**Task instructions**
Copy out the listing below, swapping "instance" for "occurrence" wherever it occurs and leaving every other line unchanged.

**Collection entries**
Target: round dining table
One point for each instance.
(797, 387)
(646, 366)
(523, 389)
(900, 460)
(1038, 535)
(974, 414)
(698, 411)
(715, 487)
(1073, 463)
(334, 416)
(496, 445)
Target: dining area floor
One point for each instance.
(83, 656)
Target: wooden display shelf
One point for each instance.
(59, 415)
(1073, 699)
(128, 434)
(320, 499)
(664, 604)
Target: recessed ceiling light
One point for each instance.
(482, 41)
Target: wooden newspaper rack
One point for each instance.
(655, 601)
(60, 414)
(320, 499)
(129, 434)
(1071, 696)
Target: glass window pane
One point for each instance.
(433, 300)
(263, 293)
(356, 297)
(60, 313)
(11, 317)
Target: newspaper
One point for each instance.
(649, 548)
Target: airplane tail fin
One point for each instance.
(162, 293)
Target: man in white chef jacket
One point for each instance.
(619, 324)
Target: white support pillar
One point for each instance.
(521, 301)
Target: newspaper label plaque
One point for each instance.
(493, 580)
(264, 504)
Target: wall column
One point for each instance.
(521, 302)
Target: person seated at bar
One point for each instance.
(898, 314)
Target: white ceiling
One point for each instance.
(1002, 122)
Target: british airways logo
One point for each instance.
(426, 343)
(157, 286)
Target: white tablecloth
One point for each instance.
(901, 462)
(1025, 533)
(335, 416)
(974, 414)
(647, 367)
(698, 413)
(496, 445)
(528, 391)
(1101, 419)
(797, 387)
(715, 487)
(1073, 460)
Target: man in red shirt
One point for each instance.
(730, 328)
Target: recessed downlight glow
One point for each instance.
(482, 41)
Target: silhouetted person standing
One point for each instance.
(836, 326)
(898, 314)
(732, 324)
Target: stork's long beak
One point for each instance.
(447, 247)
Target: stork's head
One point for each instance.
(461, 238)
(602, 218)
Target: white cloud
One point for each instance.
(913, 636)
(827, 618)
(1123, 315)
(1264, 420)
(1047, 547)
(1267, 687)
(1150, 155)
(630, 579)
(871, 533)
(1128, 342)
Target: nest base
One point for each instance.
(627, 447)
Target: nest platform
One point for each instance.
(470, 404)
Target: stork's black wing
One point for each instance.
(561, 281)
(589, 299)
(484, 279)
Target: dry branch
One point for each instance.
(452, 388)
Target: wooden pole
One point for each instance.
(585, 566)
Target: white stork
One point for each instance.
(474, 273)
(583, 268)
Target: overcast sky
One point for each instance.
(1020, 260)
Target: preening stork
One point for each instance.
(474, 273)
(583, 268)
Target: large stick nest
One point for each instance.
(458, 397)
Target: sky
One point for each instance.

**Correct result**
Target: round dining table
One point for each occurrence.
(797, 387)
(646, 366)
(523, 389)
(900, 460)
(1038, 535)
(974, 414)
(698, 411)
(715, 487)
(1073, 463)
(334, 416)
(496, 445)
Target: dining area floor
One point for each occurrence.
(83, 656)
Target: wooden display shelf
One point for each occurrence.
(59, 415)
(1073, 699)
(128, 434)
(320, 499)
(664, 604)
Target: recessed ceiling light
One point for each occurrence.
(482, 41)
Target: wooden newspaper rack
One point for each occurrence.
(655, 601)
(60, 414)
(320, 499)
(129, 434)
(1071, 696)
Target: glass window pane
One point for each occurrence.
(433, 300)
(263, 293)
(356, 297)
(60, 313)
(11, 317)
Target: newspaper
One point for each occurrence.
(649, 548)
Target: airplane tail fin
One point for each occurrence.
(162, 293)
Target: man in white chef jacket
One point for each occurrence.
(619, 324)
Target: white support pillar
One point for each occurrence.
(521, 301)
Target: newspaper label plaque
One point for each occurrence.
(493, 580)
(264, 504)
Target: wall column
One point for each occurrence.
(521, 302)
Target: person seated at bar
One point for each occurrence.
(898, 314)
Target: white ceiling
One point for each occurrence.
(1002, 122)
Target: british airways logo
One point for each occurrence.
(426, 343)
(157, 286)
Target: white tablecloth
One point for each occurrence.
(901, 462)
(1025, 533)
(335, 416)
(974, 414)
(647, 367)
(698, 413)
(496, 445)
(528, 391)
(1101, 419)
(797, 387)
(715, 487)
(1073, 460)
Target: man in red shirt
One point for each occurrence.
(730, 328)
Target: recessed downlight glow
One point for each occurrence.
(482, 41)
Target: silhouetted person standing
One point for each occurrence.
(836, 326)
(898, 314)
(732, 324)
Target: stork's long beak
One point for each occurrence.
(447, 247)
Target: stork's head
One point for each occurrence.
(461, 238)
(602, 218)
Target: white cloud
One point for each occurrence.
(913, 636)
(827, 618)
(1123, 315)
(1264, 420)
(1047, 547)
(1267, 687)
(1150, 155)
(630, 579)
(871, 533)
(1128, 342)
Target: nest base
One point for each occurrence.
(627, 447)
Target: nest platform
One point for each occurrence.
(470, 404)
Target: stork's black wing
One point for each occurrence.
(561, 281)
(589, 299)
(484, 279)
Target: dry branch
One point for each occurrence.
(452, 388)
Target: wooden pole
One point for each occurrence.
(585, 566)
Target: white stork
One point for each occurrence.
(474, 273)
(583, 268)
Target: overcast sky
One point for each occurrence.
(1020, 260)
Target: preening stork
One point for each occurrence.
(474, 273)
(583, 268)
Target: large stick nest
One point for each occurrence.
(458, 397)
Target: sky
One point for each occurrence.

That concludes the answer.